-------- PASSAGE DU TEXTE --------

5 septembre 1970
L'AGENDA TERRIBLE
(Mère a l'air épuisée. Elle parle très difficilement, comme à bout de souffle.)
Moi, je n'ai rien à dire; si toi, tu as à demander, je peux un peu parler.
(long silence Mère a une respiration haletante)
Et alors, qu'est-ce que tu dis?
La dernière fois, quand tu as parlé de cette longue période, tu as dit que ce qui s'était passé, c'était à la fois quelque chose de formidable et... presque «imbécile», tellement c'est simple – tu as dit: «presque imbécile».
Je ne me souviens pas.
C'est à la fois formidable et... presque imbécile tellement c'est simple.
Seulement il y a eu... Pour la première fois, le cerveau a été

 

affecté, dans le sens que j'ai des mouvements incontrôlés. J'arrive à les contrôler, mais... c'est très ennuyeux. Et je passe absolument des nuits sans sommeil, à cause de cela. Je suis obligée de rester éveillée pour... Mais il est arrivé quelque chose – le jour où tu es venu, c'était quel jour?
Mercredi.
Mercredi soir, j'étais comme cela, couchée et sans sommeil, lorsque tout d'un coup, j'ai vu un Saint Pierre en face de moi et, de lui, sortaient des rayons qui venaient vers moi. Alors j'ai compris qu'ils ont fait de la magie. Et sur le moment, j'étais tout à fait... (comment dire?) comme... tu sais, comme désespérée – j'étais fatiguée et... Lorsque (Mère prend son front entre ses mains et reste longtemps silencieuse)...
Je ne peux pas parler, je n'ai pas l'habitude...
Alors je l'ai appelé (Sri Aurobindo), je lui ai dit; alors il m'a dit: «Mais qu'est-ce que cela peut vous faire! Qu'est-ce qu'ils peuvent faire, ils ne peuvent rien, ils n'ont pas de force!» Ça a suffi. Et naturellement, la Force est venue, mais alors ça a été une force... incroyable! Et ça agissait comme cela (geste écrasant) sur le monde entier, et j'ai passé ma nuit dans une sorte de Puissance blanche qui repoussait et donnait des coups... Au moins six heures – six heures d'une Puissance de domination comme je n'en avais jamais sentie... Mais le corps n'en profite pas; c'est cela qui est ennuyeux, mon corps est dans un état...

-------- INFORMATIONS EXTRAITES --------

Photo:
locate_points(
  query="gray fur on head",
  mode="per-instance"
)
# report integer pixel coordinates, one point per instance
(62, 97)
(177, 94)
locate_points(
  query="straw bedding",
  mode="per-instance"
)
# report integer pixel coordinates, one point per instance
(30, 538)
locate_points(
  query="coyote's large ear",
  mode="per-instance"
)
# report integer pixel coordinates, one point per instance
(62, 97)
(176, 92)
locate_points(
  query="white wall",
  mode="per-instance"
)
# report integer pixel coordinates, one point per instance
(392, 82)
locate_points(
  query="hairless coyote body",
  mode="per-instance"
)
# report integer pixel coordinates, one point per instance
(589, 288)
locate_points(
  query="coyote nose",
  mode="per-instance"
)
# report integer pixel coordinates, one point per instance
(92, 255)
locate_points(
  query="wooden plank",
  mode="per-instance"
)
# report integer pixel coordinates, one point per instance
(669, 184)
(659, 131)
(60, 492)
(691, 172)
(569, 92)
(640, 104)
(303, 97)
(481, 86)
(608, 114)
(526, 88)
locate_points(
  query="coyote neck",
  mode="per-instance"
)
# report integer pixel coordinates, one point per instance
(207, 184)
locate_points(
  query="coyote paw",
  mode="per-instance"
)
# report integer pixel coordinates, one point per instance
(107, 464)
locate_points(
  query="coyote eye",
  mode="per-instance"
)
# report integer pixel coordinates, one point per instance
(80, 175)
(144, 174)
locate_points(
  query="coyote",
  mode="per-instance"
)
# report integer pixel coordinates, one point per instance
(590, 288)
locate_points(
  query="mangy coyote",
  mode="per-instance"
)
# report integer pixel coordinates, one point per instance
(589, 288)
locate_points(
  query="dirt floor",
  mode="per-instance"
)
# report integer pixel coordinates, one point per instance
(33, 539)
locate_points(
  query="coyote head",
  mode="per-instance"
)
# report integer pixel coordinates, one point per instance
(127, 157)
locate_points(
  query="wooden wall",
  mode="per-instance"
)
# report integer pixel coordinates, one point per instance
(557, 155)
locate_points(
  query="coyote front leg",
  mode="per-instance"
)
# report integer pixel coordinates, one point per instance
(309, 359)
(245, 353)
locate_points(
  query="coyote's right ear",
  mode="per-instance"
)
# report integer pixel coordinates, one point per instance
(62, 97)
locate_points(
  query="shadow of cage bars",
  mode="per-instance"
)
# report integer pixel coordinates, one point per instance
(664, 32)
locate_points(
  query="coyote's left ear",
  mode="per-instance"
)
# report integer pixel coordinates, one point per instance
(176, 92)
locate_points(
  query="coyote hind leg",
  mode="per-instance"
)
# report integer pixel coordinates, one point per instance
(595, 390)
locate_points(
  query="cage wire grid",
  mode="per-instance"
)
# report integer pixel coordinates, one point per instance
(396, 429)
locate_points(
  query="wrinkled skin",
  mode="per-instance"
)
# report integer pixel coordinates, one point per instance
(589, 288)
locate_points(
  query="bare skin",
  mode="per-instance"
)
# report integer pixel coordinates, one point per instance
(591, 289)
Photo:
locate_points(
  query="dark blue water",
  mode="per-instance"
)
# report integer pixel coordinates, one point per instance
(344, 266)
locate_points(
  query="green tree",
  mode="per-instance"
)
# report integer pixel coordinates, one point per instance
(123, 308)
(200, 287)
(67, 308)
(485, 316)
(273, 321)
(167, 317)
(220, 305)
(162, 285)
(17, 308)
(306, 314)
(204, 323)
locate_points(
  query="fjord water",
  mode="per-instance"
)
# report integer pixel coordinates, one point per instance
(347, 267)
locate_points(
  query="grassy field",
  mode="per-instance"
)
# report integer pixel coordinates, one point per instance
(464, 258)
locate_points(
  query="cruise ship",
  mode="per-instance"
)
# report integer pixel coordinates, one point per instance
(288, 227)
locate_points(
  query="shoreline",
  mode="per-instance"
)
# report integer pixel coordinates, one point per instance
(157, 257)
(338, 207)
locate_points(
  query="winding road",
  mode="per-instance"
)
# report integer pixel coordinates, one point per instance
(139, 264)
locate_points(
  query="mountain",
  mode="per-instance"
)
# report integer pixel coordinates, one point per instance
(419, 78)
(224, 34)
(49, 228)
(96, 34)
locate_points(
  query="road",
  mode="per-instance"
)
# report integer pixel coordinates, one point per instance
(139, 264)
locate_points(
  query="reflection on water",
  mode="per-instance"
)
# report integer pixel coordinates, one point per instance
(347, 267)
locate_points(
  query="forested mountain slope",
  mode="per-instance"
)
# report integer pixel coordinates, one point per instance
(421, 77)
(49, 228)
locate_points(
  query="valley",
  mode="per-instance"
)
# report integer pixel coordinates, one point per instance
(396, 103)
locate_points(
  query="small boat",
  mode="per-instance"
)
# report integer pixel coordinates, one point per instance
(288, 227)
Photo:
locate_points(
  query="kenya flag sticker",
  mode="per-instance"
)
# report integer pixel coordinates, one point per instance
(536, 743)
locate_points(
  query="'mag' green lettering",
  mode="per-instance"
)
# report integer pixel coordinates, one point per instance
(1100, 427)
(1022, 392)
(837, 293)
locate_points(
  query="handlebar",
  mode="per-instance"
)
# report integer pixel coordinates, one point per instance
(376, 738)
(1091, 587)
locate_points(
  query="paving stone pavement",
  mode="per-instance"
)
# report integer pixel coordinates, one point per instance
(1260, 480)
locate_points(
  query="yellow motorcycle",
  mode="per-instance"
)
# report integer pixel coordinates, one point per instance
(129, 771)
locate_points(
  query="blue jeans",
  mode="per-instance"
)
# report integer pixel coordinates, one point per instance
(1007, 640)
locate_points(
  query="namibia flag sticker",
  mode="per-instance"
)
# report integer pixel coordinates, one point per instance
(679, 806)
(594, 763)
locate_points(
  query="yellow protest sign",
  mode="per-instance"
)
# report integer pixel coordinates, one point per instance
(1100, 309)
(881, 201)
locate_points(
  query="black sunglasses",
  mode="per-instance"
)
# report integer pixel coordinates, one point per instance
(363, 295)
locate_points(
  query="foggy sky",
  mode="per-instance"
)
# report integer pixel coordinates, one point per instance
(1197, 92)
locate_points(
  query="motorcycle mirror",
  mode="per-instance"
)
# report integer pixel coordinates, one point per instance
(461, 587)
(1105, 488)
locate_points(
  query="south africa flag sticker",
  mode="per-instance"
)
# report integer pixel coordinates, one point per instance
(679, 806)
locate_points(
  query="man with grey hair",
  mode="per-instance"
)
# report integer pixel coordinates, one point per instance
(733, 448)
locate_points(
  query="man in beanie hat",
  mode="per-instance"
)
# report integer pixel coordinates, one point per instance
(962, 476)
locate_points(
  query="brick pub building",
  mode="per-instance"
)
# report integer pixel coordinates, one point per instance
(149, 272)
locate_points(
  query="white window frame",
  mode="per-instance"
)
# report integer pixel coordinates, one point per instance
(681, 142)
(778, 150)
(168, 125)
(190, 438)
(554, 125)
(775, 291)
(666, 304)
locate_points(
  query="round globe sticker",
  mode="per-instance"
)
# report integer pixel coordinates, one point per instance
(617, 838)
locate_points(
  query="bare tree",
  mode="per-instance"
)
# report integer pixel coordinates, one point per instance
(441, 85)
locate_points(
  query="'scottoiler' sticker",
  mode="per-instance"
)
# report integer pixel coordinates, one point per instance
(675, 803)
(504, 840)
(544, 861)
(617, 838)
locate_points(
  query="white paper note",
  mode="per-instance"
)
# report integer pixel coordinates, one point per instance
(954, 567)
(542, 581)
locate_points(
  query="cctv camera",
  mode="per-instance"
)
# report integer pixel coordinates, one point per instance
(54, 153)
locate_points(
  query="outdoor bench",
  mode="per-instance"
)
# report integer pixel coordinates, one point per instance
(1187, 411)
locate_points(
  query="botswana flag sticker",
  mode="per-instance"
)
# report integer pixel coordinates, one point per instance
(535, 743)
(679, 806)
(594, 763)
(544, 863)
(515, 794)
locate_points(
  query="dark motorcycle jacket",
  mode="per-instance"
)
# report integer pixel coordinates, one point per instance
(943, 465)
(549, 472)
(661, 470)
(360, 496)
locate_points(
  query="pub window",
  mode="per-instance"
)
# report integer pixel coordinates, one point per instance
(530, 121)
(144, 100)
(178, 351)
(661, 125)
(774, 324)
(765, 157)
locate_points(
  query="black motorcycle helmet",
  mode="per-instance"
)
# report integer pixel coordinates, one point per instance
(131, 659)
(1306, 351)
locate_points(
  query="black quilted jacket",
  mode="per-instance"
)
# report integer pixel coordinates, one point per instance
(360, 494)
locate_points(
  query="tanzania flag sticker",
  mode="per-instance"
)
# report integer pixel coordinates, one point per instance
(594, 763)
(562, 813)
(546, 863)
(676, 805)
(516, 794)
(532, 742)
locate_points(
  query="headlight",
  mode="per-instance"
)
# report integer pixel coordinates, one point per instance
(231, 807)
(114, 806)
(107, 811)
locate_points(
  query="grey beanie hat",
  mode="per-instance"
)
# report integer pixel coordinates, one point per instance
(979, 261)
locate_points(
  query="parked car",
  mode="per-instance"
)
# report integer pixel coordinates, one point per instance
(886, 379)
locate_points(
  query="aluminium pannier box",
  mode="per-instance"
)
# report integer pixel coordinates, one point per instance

--------

> [CONSIGNES DE TRAVAIL]: Prolongez l'entretien du 5 septembre 1970 à partir de sa dernière phrase.

> [RÉSULTAT OBTENU]:
Ça (l'expérience de la Puissance blanche), je n'ai jamais eu de ma vie ça. Pendant au moins six ou sept heures, une Puissance blanche qui renvoyait et qui... comme écrasait, tu sais, des choses... Seulement, c'est comme si le corps n'en profitait pas. Les mouvements sont presque sous contrôle – encore un, deux par jour comme ça –, mais le... Ça1, c'est fini, c'était comme cela et puis ça a été fini. Il n'y a pas eu de retour.
Mais le corps est tellement fatigué – ce n'est pas fatigué, n'est-ce pas: incapable!... Non pas que j'essaye de faire les choses et que je ne puisse pas, mais il n'y a pas la volonté d'essayer.
Et pourtant, au point de vue extérieur, le docteur a dit que la meilleure chose est de «faire» quelque chose, de travailler; par exemple, de signer des photographies, des choses comme cela, un travail mécanique.
1. Nous supposons que Mère parle de l'expérience de cette Puissance blanche.

 

Mais ça... ça, c'est dégoûtant. Oui.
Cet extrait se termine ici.